ENTRIES SHOWN.

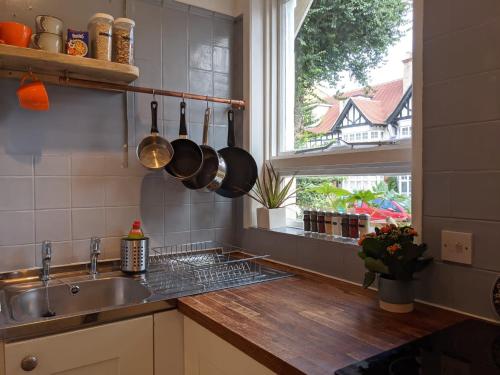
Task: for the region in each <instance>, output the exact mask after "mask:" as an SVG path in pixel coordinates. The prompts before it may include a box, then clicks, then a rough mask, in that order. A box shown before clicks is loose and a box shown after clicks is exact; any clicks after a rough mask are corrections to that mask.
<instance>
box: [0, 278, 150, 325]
mask: <svg viewBox="0 0 500 375" xmlns="http://www.w3.org/2000/svg"><path fill="white" fill-rule="evenodd" d="M3 292H4V293H5V294H4V297H5V302H7V303H6V305H7V306H9V309H10V317H11V318H12V319H13V320H15V321H18V322H24V321H30V320H34V319H40V318H44V317H54V316H65V315H71V314H78V313H81V312H84V311H89V310H100V309H103V308H106V307H114V306H120V305H128V304H136V303H140V302H143V301H144V300H145V299H147V298H149V297H150V296H151V292H150V291H149V289H148V288H146V287H145V286H143V285H142V284H141V283H140V282H139V281H138V280H135V279H130V278H125V277H108V278H100V279H95V280H93V279H83V280H81V279H80V280H78V279H66V280H65V281H62V280H61V279H55V280H51V281H50V282H49V284H48V286H44V285H43V284H42V283H40V282H36V283H29V284H17V285H10V286H7V287H5V288H4V289H3Z"/></svg>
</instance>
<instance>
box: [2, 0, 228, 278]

WORK INSTRUCTIONS. Go through the entries above and report every line in which the word "instance" appears.

OUTPUT OF THE TASK.
Task: for the region in each <instance>, output the exact mask after "mask:" as an SVG path in pixel coordinates. The prompts before it may include a box, then clicks, then a rough mask, in that order. A box shown before clicks is loose and a box shown after clicks is exact; any clicks after a rough mask are corrections to that mask.
<instance>
</instance>
<instance>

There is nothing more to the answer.